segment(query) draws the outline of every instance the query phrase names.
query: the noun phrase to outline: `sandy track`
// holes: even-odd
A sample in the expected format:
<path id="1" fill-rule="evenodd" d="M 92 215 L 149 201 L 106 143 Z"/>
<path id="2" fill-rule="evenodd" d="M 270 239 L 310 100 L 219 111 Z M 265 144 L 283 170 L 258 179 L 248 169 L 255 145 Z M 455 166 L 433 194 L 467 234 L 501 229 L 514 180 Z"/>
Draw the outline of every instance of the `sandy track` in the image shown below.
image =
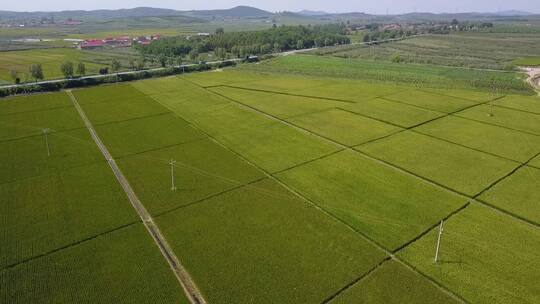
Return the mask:
<path id="1" fill-rule="evenodd" d="M 124 189 L 124 192 L 126 193 L 127 197 L 129 198 L 129 201 L 135 211 L 137 211 L 137 214 L 141 218 L 144 226 L 148 230 L 148 233 L 158 246 L 159 250 L 161 251 L 161 254 L 163 257 L 167 260 L 169 263 L 169 266 L 174 272 L 174 275 L 180 282 L 180 285 L 184 289 L 184 292 L 186 293 L 187 298 L 189 301 L 193 304 L 206 304 L 206 300 L 203 298 L 201 292 L 193 282 L 193 279 L 189 275 L 189 273 L 185 270 L 185 268 L 180 264 L 180 261 L 176 257 L 175 253 L 173 252 L 172 248 L 167 243 L 167 240 L 159 230 L 158 226 L 154 223 L 154 220 L 152 219 L 152 216 L 144 205 L 141 203 L 133 189 L 131 188 L 131 185 L 129 184 L 128 180 L 120 171 L 120 168 L 116 164 L 115 160 L 113 159 L 112 155 L 109 153 L 107 147 L 99 136 L 97 135 L 97 132 L 95 131 L 94 127 L 92 126 L 92 123 L 88 118 L 86 117 L 86 114 L 84 113 L 84 110 L 79 105 L 79 102 L 75 98 L 75 96 L 71 93 L 71 90 L 66 91 L 68 96 L 71 98 L 71 101 L 73 102 L 73 105 L 77 109 L 77 112 L 81 116 L 82 120 L 84 121 L 84 124 L 86 125 L 86 128 L 90 132 L 90 135 L 92 136 L 92 139 L 98 146 L 99 150 L 107 160 L 107 163 L 111 167 L 114 175 L 116 176 L 116 179 Z"/>

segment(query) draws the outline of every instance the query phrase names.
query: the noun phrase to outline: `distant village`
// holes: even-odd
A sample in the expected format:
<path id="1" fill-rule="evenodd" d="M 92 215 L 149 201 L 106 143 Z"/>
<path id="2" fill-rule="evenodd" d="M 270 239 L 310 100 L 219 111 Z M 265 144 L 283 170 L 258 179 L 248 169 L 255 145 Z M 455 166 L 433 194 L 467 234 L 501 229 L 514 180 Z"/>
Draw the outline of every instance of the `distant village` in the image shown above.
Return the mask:
<path id="1" fill-rule="evenodd" d="M 148 45 L 154 40 L 159 40 L 162 38 L 162 35 L 149 35 L 149 36 L 120 36 L 116 38 L 105 38 L 105 39 L 89 39 L 74 42 L 74 45 L 79 50 L 93 50 L 103 47 L 112 47 L 112 48 L 121 48 L 121 47 L 130 47 L 133 44 Z"/>

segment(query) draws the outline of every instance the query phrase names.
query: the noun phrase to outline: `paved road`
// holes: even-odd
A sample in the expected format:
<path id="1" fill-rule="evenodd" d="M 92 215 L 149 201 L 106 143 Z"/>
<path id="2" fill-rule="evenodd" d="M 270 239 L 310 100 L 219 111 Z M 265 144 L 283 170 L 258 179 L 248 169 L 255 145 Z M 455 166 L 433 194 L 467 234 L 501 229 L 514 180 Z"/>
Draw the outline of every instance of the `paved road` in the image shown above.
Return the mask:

************

Show all lines of the material in which the word "shown" can be found.

Draw the outline of every instance of the `sandy track` in the image shown below.
Draw the outline of every instance of the `distant village` in the image shown above.
Draw the outline of every instance of the `paved road` in the image shown above.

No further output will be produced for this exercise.